### SOURCE EXTRACT
▼

In recent years, with the successful application of deep learning models represented by convolutional neural networks (CNNs) [8] in computer vision fields such as face recognition [9], scene text detection [10], target tracking, and autonomous driving [11], the surface defect detection methods based on deep learning have also been widely used in various industrial scenarios and have become the mainstream method in the field of defect detection. Weimer [12] explored the influence of the design of CNN and different hyper-parameters on the accuracy of defect detection results. Ren [13] built a classifier based on the features of image patches, transferred the features from the pre-trained deep learning model, and convolved the trained classifier on the input image to obtain pixel-level predictions, compared with multi-layer perception and support vector machine, its error rate is lower. Masci [14] proposed a max-pooling CNN method for steel defect classification, experiments were performed on seven types of defects, the accuracy rate reached 93%, and its performance is far better than SVM classification trained on feature descriptors. Aiming at the problem of jujube surface defect detection, Guo [15] has done a series of work on data preprocessing, data augmentation, and composite convolutional neural network design, and achieved good results. Deitsch [16] used a modified VGG 19 network to identify solar panel image defects with a resolution of 300 × 300, with an accuracy rate of 88.42%, which exceeds a variety of manual design features and supported vector machine methods. Xu [17] presented a small data-driven convolutional neural network (SDD-CNN) to detect the subtle defects of rollers, the method first used label dilation to solve the problem of the imbalance of the number of classes, then a semi-supervised data augmentation method is proposed, and finally, CNNs were trained, experimental results show that compared with the original CNNs, SDD-CNNs has significantly improved the convergence time and classification accuracy. In addition, some advanced CNN structures have also achieved good detection results, including but not limited to references [18,19,20,21,22,23].

CNNs are currently used by domestic and foreign researchers and engineers as the preferred architecture for product surface defect classification. However, difficulties and challenges still exist.

For different types of products, the surface defects often have the characteristics of different sizes, uncertain positions, and different shapes; even for the same type of product, the color, texture, shape, and size between different types of defects is also very different. The general CNN often contains a few specific scales of receptive fields and is more inclined to express macroscopic and abstract features. It is not strong in expressing local and small defects, which leads to an imbalance in feature expression capabilities. Therefore, how to design a deep CNN that can simultaneously take into account multi-scale feature extraction has become the focus of research.

Since the receptive fields of the convolution kernels in the CNN are closely related to the sizes of the target features, the CNN’s ability to express features at different scales directly determines its ability to detect defects of different sizes [24]. This paper starts with the analysis of the appearance and size characteristics of product surface defects, analyzes the processing mechanism of mainstream CNNs for different scale features, and tries to improve the expression and classification capabilities of deep CNNs for different scale features. On the basis of the above research, a Multi-Scale Feature Learning Network (MSF-Net) based on Dual Module Feature (DMF) extractor is proposed, experiments are carried out on two public multi-scale defect data sets, the experimental results verify the effectiveness and superiority of the MSF-Net proposed in this paper.

▲

### WHAT YOU WILL DO
a. Copy word for word the part of the passage on deep learning for surface defect detection that opens with "Since the receptive" and closes with "in this paper.".
b. Write what would come next in the passage on deep learning for surface defect detection, starting after its final sentence.

### LISTING
▼

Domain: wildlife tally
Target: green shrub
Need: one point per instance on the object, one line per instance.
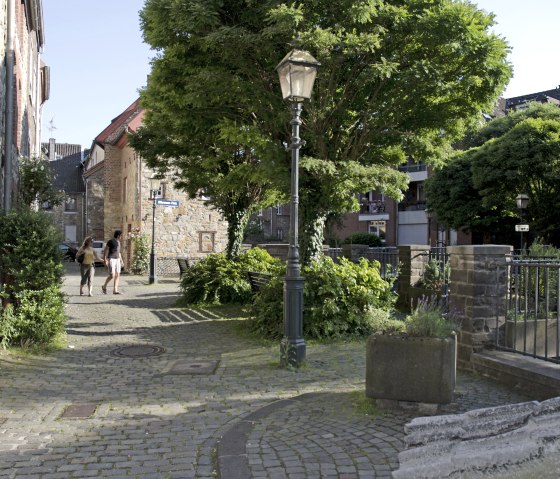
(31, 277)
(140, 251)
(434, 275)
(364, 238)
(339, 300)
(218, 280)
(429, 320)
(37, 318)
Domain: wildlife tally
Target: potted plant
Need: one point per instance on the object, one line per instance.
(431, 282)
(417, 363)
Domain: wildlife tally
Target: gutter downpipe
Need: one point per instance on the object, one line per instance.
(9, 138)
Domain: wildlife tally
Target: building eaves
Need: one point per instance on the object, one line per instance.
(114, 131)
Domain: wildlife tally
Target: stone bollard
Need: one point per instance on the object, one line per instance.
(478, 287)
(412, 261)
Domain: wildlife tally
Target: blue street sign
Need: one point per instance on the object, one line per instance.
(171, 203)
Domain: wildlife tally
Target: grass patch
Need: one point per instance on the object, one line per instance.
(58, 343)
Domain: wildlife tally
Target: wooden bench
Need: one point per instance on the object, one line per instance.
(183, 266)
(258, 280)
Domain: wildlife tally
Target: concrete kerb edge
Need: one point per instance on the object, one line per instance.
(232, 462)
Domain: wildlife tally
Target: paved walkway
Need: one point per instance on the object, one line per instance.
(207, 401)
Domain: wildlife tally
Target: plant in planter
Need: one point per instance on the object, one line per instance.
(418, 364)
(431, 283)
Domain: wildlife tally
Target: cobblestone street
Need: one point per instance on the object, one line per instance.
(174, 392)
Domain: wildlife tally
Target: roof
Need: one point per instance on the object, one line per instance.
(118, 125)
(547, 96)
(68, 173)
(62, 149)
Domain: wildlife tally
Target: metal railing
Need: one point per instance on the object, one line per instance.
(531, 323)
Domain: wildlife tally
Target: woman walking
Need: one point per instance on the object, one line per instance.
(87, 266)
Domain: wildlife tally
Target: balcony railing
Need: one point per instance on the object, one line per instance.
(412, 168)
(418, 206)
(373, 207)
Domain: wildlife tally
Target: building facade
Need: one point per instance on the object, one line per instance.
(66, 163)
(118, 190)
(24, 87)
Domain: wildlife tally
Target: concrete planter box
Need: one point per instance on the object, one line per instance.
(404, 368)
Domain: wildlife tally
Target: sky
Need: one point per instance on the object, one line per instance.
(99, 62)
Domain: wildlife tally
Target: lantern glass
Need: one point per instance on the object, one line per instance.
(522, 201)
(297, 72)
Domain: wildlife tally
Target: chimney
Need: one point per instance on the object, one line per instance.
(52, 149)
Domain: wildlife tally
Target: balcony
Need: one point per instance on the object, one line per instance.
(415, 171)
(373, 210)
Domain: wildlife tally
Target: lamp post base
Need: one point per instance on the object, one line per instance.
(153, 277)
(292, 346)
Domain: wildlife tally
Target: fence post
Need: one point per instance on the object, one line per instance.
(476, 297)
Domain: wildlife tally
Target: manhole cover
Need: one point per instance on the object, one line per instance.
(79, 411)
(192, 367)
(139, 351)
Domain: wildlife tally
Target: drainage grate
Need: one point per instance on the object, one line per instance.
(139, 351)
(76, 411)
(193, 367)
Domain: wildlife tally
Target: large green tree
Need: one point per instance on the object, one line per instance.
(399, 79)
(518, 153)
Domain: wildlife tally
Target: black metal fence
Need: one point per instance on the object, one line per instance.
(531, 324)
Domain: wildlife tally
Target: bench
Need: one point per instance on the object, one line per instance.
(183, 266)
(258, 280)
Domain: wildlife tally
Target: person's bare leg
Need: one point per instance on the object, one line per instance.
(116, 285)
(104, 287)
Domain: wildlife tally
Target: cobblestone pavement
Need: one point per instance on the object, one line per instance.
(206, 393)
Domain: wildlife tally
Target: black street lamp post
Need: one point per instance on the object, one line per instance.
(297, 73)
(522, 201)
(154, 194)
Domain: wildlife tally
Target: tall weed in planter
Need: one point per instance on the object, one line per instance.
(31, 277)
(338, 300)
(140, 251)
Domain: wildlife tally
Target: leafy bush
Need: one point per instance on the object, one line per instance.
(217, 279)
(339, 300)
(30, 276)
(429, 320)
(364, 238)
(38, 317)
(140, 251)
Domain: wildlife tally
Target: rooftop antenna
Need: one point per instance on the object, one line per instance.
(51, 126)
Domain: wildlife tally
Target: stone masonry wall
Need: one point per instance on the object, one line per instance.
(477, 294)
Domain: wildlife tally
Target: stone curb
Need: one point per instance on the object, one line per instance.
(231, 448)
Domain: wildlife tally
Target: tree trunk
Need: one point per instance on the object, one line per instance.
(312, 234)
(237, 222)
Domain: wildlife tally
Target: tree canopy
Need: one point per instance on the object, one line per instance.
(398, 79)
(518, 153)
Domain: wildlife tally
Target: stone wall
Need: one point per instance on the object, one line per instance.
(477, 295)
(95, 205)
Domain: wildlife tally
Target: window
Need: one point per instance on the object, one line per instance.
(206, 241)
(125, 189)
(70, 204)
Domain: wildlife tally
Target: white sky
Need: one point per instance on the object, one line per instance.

▲

### EXERCISE ANSWERS
a.
Since the receptive fields of the convolution kernels in the CNN are closely related to the sizes of the target features, the CNN’s ability to express features at different scales directly determines its ability to detect defects of different sizes [24]. This paper starts with the analysis of the appearance and size characteristics of product surface defects, analyzes the processing mechanism of mainstream CNNs for different scale features, and tries to improve the expression and classification capabilities of deep CNNs for different scale features. On the basis of the above research, a Multi-Scale Feature Learning Network (MSF-Net) based on Dual Module Feature (DMF) extractor is proposed, experiments are carried out on two public multi-scale defect data sets, the experimental results verify the effectiveness and superiority of the MSF-Net proposed in this paper.

b.
The structure of this paper is as follows. Section 2 introduces the related work. Section 3 is the research method. Section 4 is the experimental results and discussion, and Section 5 summarizes the paper.

2. Related Work

The receptive field refers to the input area that neurons can “see” in the CNN [25], as shown in Figure 1, the calculation of an element on the feature map in a CNN corresponds to a certain area on the input image, so the corresponding area is the receptive field of the element. It can be seen from Figure 1 that the receptive field is a relative concept, the elements on the feature map of a certain layer can see different areas on the previous layers.

The receptive field

R F_{i}

of the feature map of the i-th layer is shown by Formula (1):

R F_{i} = R F_{i - 1} + (K_{i} - 1) * \prod_{k = 1}^{i - 1} S_{k} i \geq 1

(1)

where

K_{i}

and

S_{i}

respectively represent the size of the convolution kernel and the stride of the i-th convolution layer. In addition, for the input layer,

R F_{0} = 1

,

S_{0} = 1

.

In recent years, some researchers have tried to improve the classification performance of CNNs on multi-scale target data sets by optimizing the CNNs’ structure, such as the works of Tang [26] and Kim [27]. In essence, the optimization ideas for these works are derived from the classic CNN architecture, so the distribution of the receptive field in the classic CNNs are analyzed.

2.1. AlexNet and VGGNet

As we all know, there is no branch structure in the two CNNs of AlexNet [28] and VGGNet [29]. Therefore, the receptive field size of the last convolution layer before the fully connected layer is uniform, and the receptive field size is shown in Table 1.

It can be seen from Table 1 that the size of the feature map output by the last convolutional layer of AlexNet is 195 × 195, while the size of the feature map output by the last convolutional layer of VGG-16 is 212 × 212, and the input image size of the two CNNs is 224 × 224. In other words, what the two CNNs finally extract are macroscopic and abstract features, and the extraction of tiny and concrete features is insufficient.

2.2. GoogLeNet and ResNet

Unlike AlexNet and VGGNet, GoogLeNet [30] and ResNet [31] have rich branch structures. This is due to the modularization of the two CNNs, the smallest module unit of GoogLeNet is called the Inception module, and the smallest module unit of ResNet is the Residual Block.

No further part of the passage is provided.